- Arbeitsanweisung
Formatiere die Zeilen aller folgenden Einträge als nummerierte Liste und lass die Leerzeilen dabei weg.

───── Arbeitsdaten ─────

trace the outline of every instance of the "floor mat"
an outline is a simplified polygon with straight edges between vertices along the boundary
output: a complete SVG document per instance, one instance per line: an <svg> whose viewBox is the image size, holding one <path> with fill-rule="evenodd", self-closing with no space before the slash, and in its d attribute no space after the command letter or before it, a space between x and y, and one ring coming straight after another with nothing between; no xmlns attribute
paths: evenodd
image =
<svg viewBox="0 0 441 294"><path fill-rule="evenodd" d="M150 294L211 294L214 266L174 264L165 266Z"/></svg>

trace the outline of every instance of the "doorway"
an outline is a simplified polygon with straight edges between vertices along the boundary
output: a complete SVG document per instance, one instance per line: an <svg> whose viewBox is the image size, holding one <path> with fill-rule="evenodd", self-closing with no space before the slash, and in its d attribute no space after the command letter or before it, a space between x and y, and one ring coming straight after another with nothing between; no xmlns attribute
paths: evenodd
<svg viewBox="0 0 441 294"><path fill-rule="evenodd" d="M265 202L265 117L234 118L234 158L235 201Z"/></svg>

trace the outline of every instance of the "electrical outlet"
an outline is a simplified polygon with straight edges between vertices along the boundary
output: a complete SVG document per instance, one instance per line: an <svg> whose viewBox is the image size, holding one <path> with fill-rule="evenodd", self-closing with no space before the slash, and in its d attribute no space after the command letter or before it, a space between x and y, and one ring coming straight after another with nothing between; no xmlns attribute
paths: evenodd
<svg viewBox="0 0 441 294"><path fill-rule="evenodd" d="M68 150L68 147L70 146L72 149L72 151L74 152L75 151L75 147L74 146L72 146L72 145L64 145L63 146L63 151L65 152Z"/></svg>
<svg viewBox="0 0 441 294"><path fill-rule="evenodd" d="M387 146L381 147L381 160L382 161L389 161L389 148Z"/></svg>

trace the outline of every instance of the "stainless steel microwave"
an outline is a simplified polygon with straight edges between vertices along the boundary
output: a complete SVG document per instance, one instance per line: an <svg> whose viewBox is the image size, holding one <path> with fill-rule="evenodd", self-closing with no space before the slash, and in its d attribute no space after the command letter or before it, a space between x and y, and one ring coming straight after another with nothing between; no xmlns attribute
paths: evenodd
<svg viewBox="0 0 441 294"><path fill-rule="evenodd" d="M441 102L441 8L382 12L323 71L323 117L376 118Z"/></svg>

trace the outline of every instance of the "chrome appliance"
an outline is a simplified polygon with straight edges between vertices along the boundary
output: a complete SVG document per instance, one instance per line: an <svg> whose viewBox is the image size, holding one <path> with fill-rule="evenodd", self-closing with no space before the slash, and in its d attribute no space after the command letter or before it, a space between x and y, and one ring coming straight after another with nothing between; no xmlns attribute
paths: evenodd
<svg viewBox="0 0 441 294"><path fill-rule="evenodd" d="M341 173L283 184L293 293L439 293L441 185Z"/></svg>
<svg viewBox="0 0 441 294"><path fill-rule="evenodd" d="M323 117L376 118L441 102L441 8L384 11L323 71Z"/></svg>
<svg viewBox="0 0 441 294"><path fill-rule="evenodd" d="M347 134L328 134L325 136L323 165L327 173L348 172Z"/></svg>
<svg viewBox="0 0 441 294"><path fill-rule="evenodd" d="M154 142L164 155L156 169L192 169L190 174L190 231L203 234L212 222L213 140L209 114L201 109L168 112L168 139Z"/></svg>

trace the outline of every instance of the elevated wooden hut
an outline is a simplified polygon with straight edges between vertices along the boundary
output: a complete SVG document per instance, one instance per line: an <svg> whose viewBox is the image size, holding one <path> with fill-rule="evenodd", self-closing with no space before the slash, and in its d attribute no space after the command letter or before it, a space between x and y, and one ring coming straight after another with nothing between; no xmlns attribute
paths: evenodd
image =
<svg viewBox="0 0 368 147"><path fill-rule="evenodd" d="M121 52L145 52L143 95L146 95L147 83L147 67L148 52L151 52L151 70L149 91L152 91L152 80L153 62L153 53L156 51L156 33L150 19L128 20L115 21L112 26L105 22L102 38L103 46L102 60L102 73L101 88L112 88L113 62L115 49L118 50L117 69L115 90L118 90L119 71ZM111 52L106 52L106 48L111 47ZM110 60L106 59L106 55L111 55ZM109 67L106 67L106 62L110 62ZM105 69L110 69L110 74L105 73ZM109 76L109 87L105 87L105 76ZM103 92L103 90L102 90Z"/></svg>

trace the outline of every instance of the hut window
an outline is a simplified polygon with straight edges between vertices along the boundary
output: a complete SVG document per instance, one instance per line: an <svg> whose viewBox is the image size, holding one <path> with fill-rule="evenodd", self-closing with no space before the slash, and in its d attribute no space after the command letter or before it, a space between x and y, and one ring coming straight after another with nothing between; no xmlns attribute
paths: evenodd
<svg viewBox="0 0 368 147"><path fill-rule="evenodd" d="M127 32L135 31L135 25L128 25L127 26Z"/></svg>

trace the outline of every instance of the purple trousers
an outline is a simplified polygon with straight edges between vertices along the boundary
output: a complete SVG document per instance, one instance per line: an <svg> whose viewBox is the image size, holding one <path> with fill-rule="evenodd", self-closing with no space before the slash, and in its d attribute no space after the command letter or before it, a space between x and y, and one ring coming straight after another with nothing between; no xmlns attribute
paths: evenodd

─────

- Lösung
1. trace the outline of every instance of the "floor mat"
2. an outline is a simplified polygon with straight edges between vertices along the boundary
3. output: a complete SVG document per instance, one instance per line: an <svg> whose viewBox is the image size, holding one <path> with fill-rule="evenodd", self-closing with no space before the slash, and in its d attribute no space after the command letter or before it, a space between x and y, and one ring coming straight after another with nothing between; no xmlns attribute
4. paths: evenodd
5. image =
6. <svg viewBox="0 0 441 294"><path fill-rule="evenodd" d="M150 294L211 294L214 266L174 264L165 266Z"/></svg>
7. trace the outline of every instance of the "doorway"
8. an outline is a simplified polygon with straight edges between vertices along the boundary
9. output: a complete SVG document per instance, one instance per line: an <svg> whose viewBox is the image size, holding one <path> with fill-rule="evenodd", self-closing with no space before the slash, and in its d attribute no space after the command letter or before it, a space between x and y, and one ring coming straight after another with nothing between; no xmlns attribute
10. paths: evenodd
11. <svg viewBox="0 0 441 294"><path fill-rule="evenodd" d="M265 202L265 117L234 118L234 158L235 201Z"/></svg>
12. trace the outline of every instance of the "electrical outlet"
13. an outline is a simplified polygon with straight edges between vertices along the boundary
14. output: a complete SVG document per instance, one instance per line: an <svg> whose viewBox is the image size, holding one <path> with fill-rule="evenodd", self-closing with no space before the slash, and in its d attribute no space after the command letter or before it, a space between x and y, and one ring coming straight after another with nothing between; no xmlns attribute
15. paths: evenodd
16. <svg viewBox="0 0 441 294"><path fill-rule="evenodd" d="M68 150L68 147L70 146L72 149L72 151L74 152L75 151L75 147L74 146L72 146L72 145L64 145L63 146L63 151L65 152Z"/></svg>
17. <svg viewBox="0 0 441 294"><path fill-rule="evenodd" d="M387 146L381 147L381 160L382 161L389 161L389 148Z"/></svg>
18. trace the outline of every instance of the "stainless steel microwave"
19. an outline is a simplified polygon with straight edges between vertices along the boundary
20. output: a complete SVG document per instance, one instance per line: an <svg> whose viewBox is the image size, holding one <path> with fill-rule="evenodd", self-closing with no space before the slash, and in its d attribute no space after the command letter or before it, a space between x and y, and one ring coming straight after another with nothing between; no xmlns attribute
21. paths: evenodd
22. <svg viewBox="0 0 441 294"><path fill-rule="evenodd" d="M441 102L441 8L382 12L323 71L323 117L376 118Z"/></svg>
23. trace the outline of every instance of the "chrome appliance"
24. an outline is a simplified polygon with straight edges between vertices along the boundary
25. output: a complete SVG document per instance, one instance per line: an <svg> whose viewBox is the image size, holding one <path> with fill-rule="evenodd", self-closing with no space before the slash, and in its d attribute no space after the command letter or before it, a space between x and y, and one ring coming straight after another with nothing between; no xmlns attribute
26. paths: evenodd
27. <svg viewBox="0 0 441 294"><path fill-rule="evenodd" d="M341 173L283 184L293 293L439 293L441 185Z"/></svg>
28. <svg viewBox="0 0 441 294"><path fill-rule="evenodd" d="M323 117L376 118L441 102L441 8L384 11L323 71Z"/></svg>
29. <svg viewBox="0 0 441 294"><path fill-rule="evenodd" d="M347 134L328 134L325 136L323 165L327 173L348 172Z"/></svg>
30. <svg viewBox="0 0 441 294"><path fill-rule="evenodd" d="M154 142L164 155L156 169L192 169L190 174L190 231L203 234L212 222L213 140L209 114L201 109L168 112L168 139Z"/></svg>
31. trace the outline of every instance of the elevated wooden hut
32. an outline is a simplified polygon with straight edges between vertices along the boundary
33. output: a complete SVG document per instance, one instance per line: an <svg> whose viewBox is the image size, holding one <path> with fill-rule="evenodd", self-closing with no space before the slash, and in its d attribute no space after the command letter or before it, a space between x and y, and one ring coming straight after another with nothing between; no xmlns attribute
34. paths: evenodd
35. image =
36. <svg viewBox="0 0 368 147"><path fill-rule="evenodd" d="M121 52L145 52L143 95L146 95L147 83L147 67L148 52L151 52L151 70L149 91L152 91L152 80L153 62L153 53L156 51L156 33L150 19L128 20L115 21L112 26L105 22L102 38L103 46L102 60L102 73L101 88L112 88L113 62L115 49L118 50L117 69L115 90L118 90L119 71ZM111 52L106 52L106 48L111 47ZM110 60L106 59L106 55L111 55ZM109 67L106 67L106 62L110 62ZM105 69L110 69L110 74L105 73ZM109 76L109 87L105 87L105 76ZM103 92L103 90L102 90Z"/></svg>
37. trace the outline of every instance of the hut window
38. an outline is a simplified polygon with straight edges between vertices along the boundary
39. output: a complete SVG document per instance, one instance per line: an <svg> whose viewBox is the image size, holding one <path> with fill-rule="evenodd", self-closing with no space before the slash, and in its d attribute no space after the command letter or before it, a space between x and y, and one ring coming straight after another with nothing between; no xmlns attribute
40. paths: evenodd
41. <svg viewBox="0 0 368 147"><path fill-rule="evenodd" d="M127 32L135 31L135 25L128 25L127 26Z"/></svg>
42. trace the outline of every instance of the purple trousers
43. an outline is a simplified polygon with straight edges between vertices along the boundary
44. output: a complete SVG document per instance, one instance per line: an <svg> whose viewBox is the image size, holding one <path> with fill-rule="evenodd", self-closing with no space before the slash, and in its d attribute no space after the command letter or before it, a space between x and y, and one ring coming straight after another with nothing between; no xmlns attribute
45. paths: evenodd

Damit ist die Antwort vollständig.